-------- EXTRACTED ENTRIES --------

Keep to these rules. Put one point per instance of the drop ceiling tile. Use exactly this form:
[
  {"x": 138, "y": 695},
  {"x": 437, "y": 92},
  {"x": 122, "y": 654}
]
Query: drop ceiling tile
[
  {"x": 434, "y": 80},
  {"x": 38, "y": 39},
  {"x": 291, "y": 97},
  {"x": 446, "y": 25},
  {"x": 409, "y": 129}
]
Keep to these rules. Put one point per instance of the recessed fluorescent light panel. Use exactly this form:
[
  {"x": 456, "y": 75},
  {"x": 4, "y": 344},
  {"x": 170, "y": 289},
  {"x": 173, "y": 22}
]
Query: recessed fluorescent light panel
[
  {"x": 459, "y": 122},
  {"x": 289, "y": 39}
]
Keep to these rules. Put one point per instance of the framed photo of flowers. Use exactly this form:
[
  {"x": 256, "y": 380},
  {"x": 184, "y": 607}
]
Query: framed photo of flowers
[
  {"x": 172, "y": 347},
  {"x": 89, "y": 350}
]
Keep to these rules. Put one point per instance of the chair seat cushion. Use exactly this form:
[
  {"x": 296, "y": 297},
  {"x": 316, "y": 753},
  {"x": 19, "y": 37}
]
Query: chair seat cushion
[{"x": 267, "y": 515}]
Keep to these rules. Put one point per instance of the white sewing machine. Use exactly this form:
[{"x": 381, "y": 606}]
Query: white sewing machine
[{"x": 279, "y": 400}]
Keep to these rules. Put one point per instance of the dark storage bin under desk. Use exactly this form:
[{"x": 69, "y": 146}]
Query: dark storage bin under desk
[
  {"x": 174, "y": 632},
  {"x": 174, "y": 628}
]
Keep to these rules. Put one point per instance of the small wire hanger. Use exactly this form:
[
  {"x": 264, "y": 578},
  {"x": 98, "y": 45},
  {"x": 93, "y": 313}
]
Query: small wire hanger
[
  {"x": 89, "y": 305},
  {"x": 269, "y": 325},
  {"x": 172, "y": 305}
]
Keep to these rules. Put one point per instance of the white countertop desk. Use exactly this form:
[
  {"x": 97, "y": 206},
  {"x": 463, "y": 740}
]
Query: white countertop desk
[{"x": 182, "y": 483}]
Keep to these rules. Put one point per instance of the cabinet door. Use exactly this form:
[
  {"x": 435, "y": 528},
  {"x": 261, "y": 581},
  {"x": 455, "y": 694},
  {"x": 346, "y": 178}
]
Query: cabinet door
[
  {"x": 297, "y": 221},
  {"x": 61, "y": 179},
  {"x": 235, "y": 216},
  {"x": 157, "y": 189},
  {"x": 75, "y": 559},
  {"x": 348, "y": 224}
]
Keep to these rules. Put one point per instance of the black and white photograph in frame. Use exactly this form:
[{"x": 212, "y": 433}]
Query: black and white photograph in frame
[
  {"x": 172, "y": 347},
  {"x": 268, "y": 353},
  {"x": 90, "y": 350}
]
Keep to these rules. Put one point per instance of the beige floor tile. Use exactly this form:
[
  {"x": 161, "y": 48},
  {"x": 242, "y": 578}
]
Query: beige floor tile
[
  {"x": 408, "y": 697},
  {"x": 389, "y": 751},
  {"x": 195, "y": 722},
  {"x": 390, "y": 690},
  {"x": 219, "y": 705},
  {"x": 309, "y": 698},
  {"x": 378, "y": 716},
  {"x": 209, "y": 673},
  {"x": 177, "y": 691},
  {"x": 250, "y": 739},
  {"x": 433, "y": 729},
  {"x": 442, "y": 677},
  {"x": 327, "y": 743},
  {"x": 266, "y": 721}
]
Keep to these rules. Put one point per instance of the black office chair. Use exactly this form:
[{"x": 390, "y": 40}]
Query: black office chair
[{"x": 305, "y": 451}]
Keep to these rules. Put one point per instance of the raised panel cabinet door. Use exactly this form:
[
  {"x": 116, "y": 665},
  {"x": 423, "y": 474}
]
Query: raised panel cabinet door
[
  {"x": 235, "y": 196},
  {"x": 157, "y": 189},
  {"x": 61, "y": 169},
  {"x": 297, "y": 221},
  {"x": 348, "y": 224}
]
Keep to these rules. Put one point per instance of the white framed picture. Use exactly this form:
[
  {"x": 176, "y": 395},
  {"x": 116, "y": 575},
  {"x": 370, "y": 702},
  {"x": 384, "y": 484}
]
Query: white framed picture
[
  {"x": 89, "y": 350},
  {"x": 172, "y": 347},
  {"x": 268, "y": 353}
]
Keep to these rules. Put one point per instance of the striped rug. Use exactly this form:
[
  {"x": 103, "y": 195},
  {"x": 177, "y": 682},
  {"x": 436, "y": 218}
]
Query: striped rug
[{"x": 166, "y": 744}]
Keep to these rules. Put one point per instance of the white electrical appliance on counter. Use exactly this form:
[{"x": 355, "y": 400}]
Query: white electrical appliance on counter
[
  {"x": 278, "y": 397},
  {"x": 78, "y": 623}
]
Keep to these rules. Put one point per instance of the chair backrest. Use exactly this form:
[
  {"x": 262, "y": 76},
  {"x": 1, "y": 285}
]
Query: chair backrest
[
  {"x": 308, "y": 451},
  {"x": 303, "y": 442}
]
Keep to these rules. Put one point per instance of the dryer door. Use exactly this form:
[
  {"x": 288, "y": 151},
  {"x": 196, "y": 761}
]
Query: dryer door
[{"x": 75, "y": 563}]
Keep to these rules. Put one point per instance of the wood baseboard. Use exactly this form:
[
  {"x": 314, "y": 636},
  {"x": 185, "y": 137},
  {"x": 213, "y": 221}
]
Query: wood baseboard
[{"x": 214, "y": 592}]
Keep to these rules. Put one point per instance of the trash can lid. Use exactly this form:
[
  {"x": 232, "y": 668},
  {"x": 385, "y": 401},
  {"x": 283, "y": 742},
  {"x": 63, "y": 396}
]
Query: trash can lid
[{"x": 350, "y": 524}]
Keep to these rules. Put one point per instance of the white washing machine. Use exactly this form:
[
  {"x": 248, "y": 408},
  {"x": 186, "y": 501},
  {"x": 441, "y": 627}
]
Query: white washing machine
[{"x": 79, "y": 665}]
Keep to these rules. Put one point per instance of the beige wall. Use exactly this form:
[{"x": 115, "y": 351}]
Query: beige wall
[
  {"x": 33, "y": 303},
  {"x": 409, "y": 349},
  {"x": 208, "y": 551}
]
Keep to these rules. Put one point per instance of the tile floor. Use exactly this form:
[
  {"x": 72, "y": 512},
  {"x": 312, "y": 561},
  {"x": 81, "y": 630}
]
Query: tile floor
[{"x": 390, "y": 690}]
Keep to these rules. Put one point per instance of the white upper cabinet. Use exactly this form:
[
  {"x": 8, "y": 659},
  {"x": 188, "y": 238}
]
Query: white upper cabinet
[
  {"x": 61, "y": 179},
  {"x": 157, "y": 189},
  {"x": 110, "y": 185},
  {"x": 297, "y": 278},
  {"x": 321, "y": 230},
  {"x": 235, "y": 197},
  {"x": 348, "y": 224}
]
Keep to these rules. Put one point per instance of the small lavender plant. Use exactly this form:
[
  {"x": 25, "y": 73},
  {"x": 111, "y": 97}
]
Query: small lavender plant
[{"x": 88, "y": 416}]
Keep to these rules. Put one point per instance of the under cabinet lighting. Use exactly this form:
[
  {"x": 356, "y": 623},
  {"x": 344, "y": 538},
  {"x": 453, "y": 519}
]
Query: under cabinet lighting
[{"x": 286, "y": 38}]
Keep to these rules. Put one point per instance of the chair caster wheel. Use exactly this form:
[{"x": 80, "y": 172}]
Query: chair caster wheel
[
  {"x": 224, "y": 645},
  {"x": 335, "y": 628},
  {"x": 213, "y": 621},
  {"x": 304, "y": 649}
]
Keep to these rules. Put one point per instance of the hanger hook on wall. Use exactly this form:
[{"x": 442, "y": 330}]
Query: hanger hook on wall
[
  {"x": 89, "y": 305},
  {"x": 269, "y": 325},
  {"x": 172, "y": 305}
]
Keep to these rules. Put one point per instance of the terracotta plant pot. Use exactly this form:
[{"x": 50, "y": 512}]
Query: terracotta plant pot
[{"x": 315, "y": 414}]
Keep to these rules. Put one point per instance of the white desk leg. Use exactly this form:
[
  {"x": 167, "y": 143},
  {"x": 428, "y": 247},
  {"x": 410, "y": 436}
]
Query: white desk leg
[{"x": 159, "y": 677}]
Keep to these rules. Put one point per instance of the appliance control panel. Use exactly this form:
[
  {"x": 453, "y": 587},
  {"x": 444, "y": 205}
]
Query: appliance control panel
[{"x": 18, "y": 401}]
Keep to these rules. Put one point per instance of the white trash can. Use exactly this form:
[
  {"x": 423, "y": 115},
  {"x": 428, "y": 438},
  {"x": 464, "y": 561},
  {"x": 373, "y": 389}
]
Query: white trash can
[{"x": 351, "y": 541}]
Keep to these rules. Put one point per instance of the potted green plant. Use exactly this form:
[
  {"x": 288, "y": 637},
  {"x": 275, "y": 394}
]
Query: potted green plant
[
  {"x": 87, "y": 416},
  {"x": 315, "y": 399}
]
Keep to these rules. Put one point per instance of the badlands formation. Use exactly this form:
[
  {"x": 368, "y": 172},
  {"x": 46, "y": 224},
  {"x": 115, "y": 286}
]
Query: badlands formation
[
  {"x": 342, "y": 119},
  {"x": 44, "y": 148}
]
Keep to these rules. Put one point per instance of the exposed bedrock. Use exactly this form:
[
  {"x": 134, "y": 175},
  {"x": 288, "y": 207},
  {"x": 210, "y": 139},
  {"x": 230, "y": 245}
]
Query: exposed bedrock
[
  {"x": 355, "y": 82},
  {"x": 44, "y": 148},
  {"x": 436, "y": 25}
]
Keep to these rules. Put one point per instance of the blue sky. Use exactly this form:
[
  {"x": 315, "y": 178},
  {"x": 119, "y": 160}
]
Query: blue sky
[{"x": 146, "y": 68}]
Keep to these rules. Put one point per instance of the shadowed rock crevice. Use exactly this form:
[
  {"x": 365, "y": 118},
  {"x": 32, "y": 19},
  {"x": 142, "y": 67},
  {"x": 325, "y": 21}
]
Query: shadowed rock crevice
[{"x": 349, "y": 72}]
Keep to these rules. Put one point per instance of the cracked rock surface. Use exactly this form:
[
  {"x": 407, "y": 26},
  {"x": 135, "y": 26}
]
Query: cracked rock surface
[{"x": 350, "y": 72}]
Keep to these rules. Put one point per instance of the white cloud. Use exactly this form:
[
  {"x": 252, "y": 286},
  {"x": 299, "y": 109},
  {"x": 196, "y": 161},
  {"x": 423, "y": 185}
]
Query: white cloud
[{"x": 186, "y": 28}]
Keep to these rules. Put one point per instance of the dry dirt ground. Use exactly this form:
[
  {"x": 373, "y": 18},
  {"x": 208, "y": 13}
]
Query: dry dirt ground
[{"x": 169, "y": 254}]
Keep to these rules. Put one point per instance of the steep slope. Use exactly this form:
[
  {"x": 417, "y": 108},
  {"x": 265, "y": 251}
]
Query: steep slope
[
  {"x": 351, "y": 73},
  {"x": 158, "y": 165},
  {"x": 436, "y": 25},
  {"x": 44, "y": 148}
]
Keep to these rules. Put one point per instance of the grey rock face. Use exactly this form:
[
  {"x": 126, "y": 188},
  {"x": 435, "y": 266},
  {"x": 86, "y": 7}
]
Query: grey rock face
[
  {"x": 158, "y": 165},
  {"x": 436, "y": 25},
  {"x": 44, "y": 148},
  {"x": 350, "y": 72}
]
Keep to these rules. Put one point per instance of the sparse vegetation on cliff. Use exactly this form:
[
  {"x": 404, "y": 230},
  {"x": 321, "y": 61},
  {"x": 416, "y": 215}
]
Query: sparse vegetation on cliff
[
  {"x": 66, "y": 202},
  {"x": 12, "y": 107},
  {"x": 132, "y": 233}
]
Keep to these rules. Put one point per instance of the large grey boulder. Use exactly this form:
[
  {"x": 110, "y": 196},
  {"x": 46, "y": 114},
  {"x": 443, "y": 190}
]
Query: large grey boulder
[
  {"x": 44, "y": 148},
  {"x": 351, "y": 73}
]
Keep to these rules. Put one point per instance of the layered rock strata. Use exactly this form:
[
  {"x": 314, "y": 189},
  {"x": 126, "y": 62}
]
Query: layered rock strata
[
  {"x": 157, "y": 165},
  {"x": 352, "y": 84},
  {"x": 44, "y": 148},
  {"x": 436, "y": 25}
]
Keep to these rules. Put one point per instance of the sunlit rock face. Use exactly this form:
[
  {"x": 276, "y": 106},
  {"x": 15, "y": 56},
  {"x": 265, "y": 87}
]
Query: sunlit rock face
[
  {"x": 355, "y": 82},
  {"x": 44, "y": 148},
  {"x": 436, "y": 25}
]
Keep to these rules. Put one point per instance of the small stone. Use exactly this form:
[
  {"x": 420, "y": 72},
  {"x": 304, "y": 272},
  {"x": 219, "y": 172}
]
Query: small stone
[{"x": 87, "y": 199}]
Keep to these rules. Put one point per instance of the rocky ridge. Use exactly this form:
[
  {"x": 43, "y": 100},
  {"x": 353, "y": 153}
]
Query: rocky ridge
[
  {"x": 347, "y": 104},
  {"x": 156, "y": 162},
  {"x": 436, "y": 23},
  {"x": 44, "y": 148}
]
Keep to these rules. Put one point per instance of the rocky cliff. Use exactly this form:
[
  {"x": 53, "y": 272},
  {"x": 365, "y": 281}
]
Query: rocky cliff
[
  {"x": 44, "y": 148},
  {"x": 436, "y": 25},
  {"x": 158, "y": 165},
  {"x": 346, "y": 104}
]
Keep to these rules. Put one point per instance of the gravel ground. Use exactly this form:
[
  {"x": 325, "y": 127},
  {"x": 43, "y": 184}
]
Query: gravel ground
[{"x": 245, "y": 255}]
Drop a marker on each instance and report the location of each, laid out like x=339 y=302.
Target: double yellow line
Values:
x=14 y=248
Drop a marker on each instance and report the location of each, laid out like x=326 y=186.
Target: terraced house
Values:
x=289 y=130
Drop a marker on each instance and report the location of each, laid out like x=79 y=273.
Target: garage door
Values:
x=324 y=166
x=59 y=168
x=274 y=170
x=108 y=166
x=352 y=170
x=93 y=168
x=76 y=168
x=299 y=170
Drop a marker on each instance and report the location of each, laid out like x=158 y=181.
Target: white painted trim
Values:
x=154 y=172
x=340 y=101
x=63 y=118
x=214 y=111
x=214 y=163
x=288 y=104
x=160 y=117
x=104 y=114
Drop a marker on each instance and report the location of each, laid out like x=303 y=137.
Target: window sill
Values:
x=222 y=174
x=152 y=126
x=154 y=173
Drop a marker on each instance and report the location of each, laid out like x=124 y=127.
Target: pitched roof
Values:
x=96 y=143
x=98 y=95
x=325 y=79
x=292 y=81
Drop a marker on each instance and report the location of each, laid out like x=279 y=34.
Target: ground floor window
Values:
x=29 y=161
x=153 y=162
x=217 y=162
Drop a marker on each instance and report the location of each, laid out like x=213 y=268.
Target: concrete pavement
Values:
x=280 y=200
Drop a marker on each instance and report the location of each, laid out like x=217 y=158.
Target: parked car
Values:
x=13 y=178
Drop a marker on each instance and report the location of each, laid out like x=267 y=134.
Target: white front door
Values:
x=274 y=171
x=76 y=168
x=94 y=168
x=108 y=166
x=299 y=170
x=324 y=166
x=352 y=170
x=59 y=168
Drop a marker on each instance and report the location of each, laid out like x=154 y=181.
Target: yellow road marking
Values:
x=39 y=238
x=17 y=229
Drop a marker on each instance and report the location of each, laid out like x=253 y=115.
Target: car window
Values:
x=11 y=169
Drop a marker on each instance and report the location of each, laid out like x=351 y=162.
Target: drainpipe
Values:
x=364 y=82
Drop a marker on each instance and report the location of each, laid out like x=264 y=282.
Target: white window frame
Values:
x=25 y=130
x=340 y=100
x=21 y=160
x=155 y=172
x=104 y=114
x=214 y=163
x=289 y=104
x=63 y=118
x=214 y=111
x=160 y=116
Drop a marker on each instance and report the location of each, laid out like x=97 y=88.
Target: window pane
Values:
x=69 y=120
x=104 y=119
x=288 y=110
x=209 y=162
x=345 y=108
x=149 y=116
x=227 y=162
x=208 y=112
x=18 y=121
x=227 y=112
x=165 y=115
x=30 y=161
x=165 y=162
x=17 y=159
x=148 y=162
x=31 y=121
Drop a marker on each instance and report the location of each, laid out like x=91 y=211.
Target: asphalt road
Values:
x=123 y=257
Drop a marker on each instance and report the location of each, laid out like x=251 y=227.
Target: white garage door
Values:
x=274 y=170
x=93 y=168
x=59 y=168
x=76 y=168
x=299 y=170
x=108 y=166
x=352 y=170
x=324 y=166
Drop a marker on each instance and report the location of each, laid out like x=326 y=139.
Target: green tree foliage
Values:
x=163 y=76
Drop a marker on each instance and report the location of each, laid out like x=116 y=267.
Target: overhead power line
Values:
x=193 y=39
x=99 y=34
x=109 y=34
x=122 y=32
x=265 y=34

--------

From the line that contains "Target: car window" down to the last line above, print each line exactly as it appears.

• EXERCISE RESULT:
Target: car window
Values:
x=11 y=169
Drop a marker on each instance and report the location of each, laid out like x=351 y=162.
Target: drainpipe
Values:
x=364 y=82
Drop a marker on each instance and report the location of each, laid out like x=264 y=282.
Target: white window frame
Values:
x=25 y=130
x=340 y=100
x=21 y=160
x=155 y=172
x=104 y=114
x=214 y=163
x=289 y=104
x=63 y=118
x=214 y=111
x=160 y=116
Drop a marker on each instance and report the location of each, laid out like x=97 y=88.
Target: window pane
Values:
x=69 y=120
x=104 y=119
x=288 y=110
x=209 y=162
x=345 y=108
x=149 y=116
x=227 y=162
x=208 y=112
x=18 y=121
x=227 y=112
x=165 y=115
x=30 y=161
x=165 y=162
x=17 y=159
x=148 y=162
x=31 y=121
Drop a marker on each instance and report the location of each, laid out like x=91 y=211.
Target: asphalt road
Values:
x=123 y=257
Drop a marker on each instance and report the location of each, laid out like x=251 y=227.
Target: white garage door
Values:
x=274 y=170
x=93 y=168
x=59 y=168
x=76 y=168
x=299 y=170
x=108 y=166
x=352 y=170
x=324 y=166
Drop a marker on each instance and report the location of each, laid out like x=326 y=139.
Target: green tree foliage
Values:
x=163 y=76
Drop a marker on each instance and report the location of each, laid out like x=116 y=267.
Target: overhead power line
Values:
x=193 y=39
x=99 y=34
x=109 y=34
x=122 y=32
x=265 y=34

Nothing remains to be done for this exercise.